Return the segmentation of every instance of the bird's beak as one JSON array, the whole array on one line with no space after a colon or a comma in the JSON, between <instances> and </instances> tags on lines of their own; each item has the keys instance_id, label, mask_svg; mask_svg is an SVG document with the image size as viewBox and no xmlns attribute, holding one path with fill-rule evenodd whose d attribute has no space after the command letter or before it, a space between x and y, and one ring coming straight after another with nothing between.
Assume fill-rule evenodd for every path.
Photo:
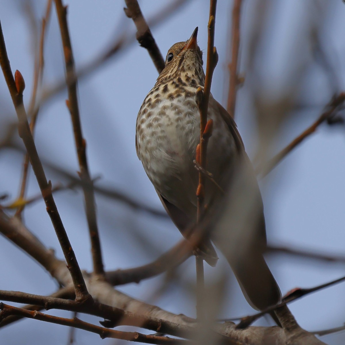
<instances>
[{"instance_id":1,"label":"bird's beak","mask_svg":"<svg viewBox=\"0 0 345 345\"><path fill-rule=\"evenodd\" d=\"M197 36L198 27L197 27L183 50L184 50L188 49L192 49L195 50L197 47L196 43L196 38Z\"/></svg>"}]
</instances>

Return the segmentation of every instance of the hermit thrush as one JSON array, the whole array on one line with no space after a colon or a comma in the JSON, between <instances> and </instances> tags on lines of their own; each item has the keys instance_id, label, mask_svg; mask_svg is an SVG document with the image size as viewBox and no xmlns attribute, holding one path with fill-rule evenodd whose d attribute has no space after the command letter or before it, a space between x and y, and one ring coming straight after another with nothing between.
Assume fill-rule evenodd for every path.
<instances>
[{"instance_id":1,"label":"hermit thrush","mask_svg":"<svg viewBox=\"0 0 345 345\"><path fill-rule=\"evenodd\" d=\"M176 43L169 49L165 68L144 100L136 124L138 156L167 212L185 235L196 219L198 173L193 160L200 140L200 123L196 93L205 81L202 53L197 44L197 29L187 41ZM208 118L213 121L213 130L207 148L207 170L218 185L231 194L234 199L232 209L240 210L248 208L248 205L254 205L254 211L253 207L248 209L245 218L255 219L255 225L253 231L246 233L251 239L246 235L234 246L243 226L238 225L238 220L230 219L228 224L223 217L220 223L223 221L224 229L225 222L228 231L211 231L209 238L200 245L200 251L206 261L215 265L217 256L213 241L231 266L247 300L254 307L263 309L278 303L280 293L263 256L266 232L257 183L236 124L211 95ZM229 181L233 183L230 186ZM208 212L219 213L221 205L226 204L216 202L221 195L215 184L206 181L205 203L213 205ZM214 218L217 218L216 215ZM248 223L248 227L251 226ZM245 247L247 251L236 250Z\"/></svg>"}]
</instances>

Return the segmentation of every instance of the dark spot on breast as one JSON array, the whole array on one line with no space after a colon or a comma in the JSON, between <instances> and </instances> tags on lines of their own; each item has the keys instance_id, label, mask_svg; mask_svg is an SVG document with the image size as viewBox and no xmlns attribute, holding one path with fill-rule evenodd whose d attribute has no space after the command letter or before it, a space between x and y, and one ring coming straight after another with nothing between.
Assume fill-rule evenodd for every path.
<instances>
[{"instance_id":1,"label":"dark spot on breast","mask_svg":"<svg viewBox=\"0 0 345 345\"><path fill-rule=\"evenodd\" d=\"M184 86L187 86L187 84L182 79L181 79L181 77L179 77L177 78L177 81L181 85L183 85Z\"/></svg>"},{"instance_id":2,"label":"dark spot on breast","mask_svg":"<svg viewBox=\"0 0 345 345\"><path fill-rule=\"evenodd\" d=\"M164 85L164 87L163 88L163 89L162 90L162 91L164 93L166 93L167 92L168 92L167 84L166 84L165 85Z\"/></svg>"},{"instance_id":3,"label":"dark spot on breast","mask_svg":"<svg viewBox=\"0 0 345 345\"><path fill-rule=\"evenodd\" d=\"M178 97L180 97L180 96L182 96L182 94L181 93L181 90L177 90L174 92L174 96L177 98Z\"/></svg>"}]
</instances>

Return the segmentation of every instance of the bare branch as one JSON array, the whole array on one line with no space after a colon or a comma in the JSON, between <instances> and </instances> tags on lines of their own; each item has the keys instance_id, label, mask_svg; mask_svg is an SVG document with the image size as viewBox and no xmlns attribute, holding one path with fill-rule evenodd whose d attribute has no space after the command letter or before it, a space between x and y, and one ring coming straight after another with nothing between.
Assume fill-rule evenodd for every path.
<instances>
[{"instance_id":1,"label":"bare branch","mask_svg":"<svg viewBox=\"0 0 345 345\"><path fill-rule=\"evenodd\" d=\"M266 163L263 168L257 169L256 173L262 178L264 177L289 153L296 146L311 134L313 133L316 128L326 120L330 121L330 119L335 115L339 107L345 101L345 92L342 92L334 97L327 107L327 110L323 113L318 119L309 127L293 140L287 146L277 154L273 158Z\"/></svg>"},{"instance_id":2,"label":"bare branch","mask_svg":"<svg viewBox=\"0 0 345 345\"><path fill-rule=\"evenodd\" d=\"M51 183L47 181L42 163L37 153L23 103L23 91L25 88L24 79L19 71L16 72L15 80L13 77L7 56L1 22L0 65L18 117L19 136L23 139L29 154L32 169L46 203L47 211L51 220L68 264L76 291L76 298L78 299L86 300L90 298L91 296L88 293L77 258L51 194Z\"/></svg>"},{"instance_id":3,"label":"bare branch","mask_svg":"<svg viewBox=\"0 0 345 345\"><path fill-rule=\"evenodd\" d=\"M239 51L240 19L242 0L234 0L233 7L232 16L232 44L231 62L229 64L230 78L229 84L229 93L226 110L230 116L235 117L235 107L236 105L236 91L239 83L237 75L238 52Z\"/></svg>"},{"instance_id":4,"label":"bare branch","mask_svg":"<svg viewBox=\"0 0 345 345\"><path fill-rule=\"evenodd\" d=\"M86 157L86 141L83 137L80 124L77 92L77 79L66 17L67 7L62 5L61 0L55 0L55 2L60 27L62 45L63 46L66 64L66 82L68 85L68 101L66 103L71 113L73 125L76 147L80 170L79 176L80 179L85 183L83 185L83 191L84 192L85 202L86 218L91 241L93 272L96 274L102 275L104 275L104 270L97 225L95 193L93 183L89 172L89 167ZM69 83L68 81L71 80L73 80L74 81Z\"/></svg>"},{"instance_id":5,"label":"bare branch","mask_svg":"<svg viewBox=\"0 0 345 345\"><path fill-rule=\"evenodd\" d=\"M73 319L68 319L57 316L52 316L45 314L37 311L27 310L12 306L0 304L0 308L2 311L0 313L0 317L3 315L16 315L23 317L35 319L41 321L46 321L52 323L62 325L63 326L74 327L80 329L83 329L99 334L102 339L106 338L113 338L124 340L144 343L147 344L158 344L164 345L165 344L185 344L187 342L181 339L169 338L168 337L157 335L146 335L137 332L125 332L121 331L109 329L108 328L92 325L85 322L77 317Z\"/></svg>"},{"instance_id":6,"label":"bare branch","mask_svg":"<svg viewBox=\"0 0 345 345\"><path fill-rule=\"evenodd\" d=\"M142 16L139 4L137 0L125 1L127 8L124 9L127 17L133 19L137 27L137 39L140 46L147 50L158 73L160 73L165 66L164 59Z\"/></svg>"},{"instance_id":7,"label":"bare branch","mask_svg":"<svg viewBox=\"0 0 345 345\"><path fill-rule=\"evenodd\" d=\"M43 66L44 65L43 52L44 50L44 40L46 33L46 27L48 23L50 14L50 9L51 8L52 0L48 0L47 5L47 9L46 10L46 15L42 19L42 27L41 30L41 35L40 38L40 44L39 48L38 56L37 58L35 59L34 68L33 71L33 85L32 87L32 92L31 96L31 99L30 101L30 105L29 106L28 111L29 118L31 119L30 121L30 129L31 132L33 136L33 132L35 126L36 124L36 120L37 115L39 110L39 106L36 109L35 112L33 112L35 108L35 104L36 103L36 96L37 95L37 89L39 84L41 84L42 82L42 76L43 76ZM27 152L25 154L24 162L23 163L23 172L22 174L22 183L20 187L20 191L18 197L19 200L24 199L26 190L27 183L27 181L28 175L29 170L29 154ZM17 217L20 217L25 206L25 204L23 204L20 206L16 212L16 215Z\"/></svg>"}]
</instances>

• **Aim**: Copy out word for word the lines of the records from the line containing "Return the segmentation of every instance of the hermit" through the line containing "43L169 49L165 68L144", including both of those lines.

• **Result of the exercise**:
Return the segmentation of every instance of the hermit thrush as one JSON array, the whole array on one line with no space after a colon or a comma in the JSON, between <instances> and </instances> tags on lines of their own; each item has the keys instance_id, label, mask_svg; mask_svg is an SVG document with the image size as viewBox and no xmlns attribute, holding one path with fill-rule evenodd whose d attribute has no space after the command letter or before it, a space between x and y, and one ring coming straight after another with nothing between.
Assume fill-rule evenodd for every path.
<instances>
[{"instance_id":1,"label":"hermit thrush","mask_svg":"<svg viewBox=\"0 0 345 345\"><path fill-rule=\"evenodd\" d=\"M176 43L169 49L165 68L144 100L136 124L138 156L167 212L185 235L196 219L198 173L193 160L200 140L200 123L196 93L205 81L202 53L197 44L197 29L187 41ZM208 118L213 121L213 130L207 148L207 170L218 185L231 194L234 199L232 209L240 210L248 208L248 205L254 205L254 211L253 207L248 209L245 218L255 219L255 225L253 231L246 233L251 239L246 235L234 246L243 226L238 225L238 220L230 219L228 224L223 217L220 223L223 221L224 229L225 222L228 231L211 231L209 238L200 245L200 251L206 261L215 265L217 256L213 241L231 266L247 300L254 307L263 309L278 303L280 293L263 256L266 232L257 183L236 124L211 95ZM229 181L233 183L230 186ZM208 212L219 213L221 205L226 204L216 202L221 195L215 184L206 181L205 203L213 205ZM214 218L217 218L216 215ZM248 223L248 227L251 226ZM245 247L247 251L236 250Z\"/></svg>"}]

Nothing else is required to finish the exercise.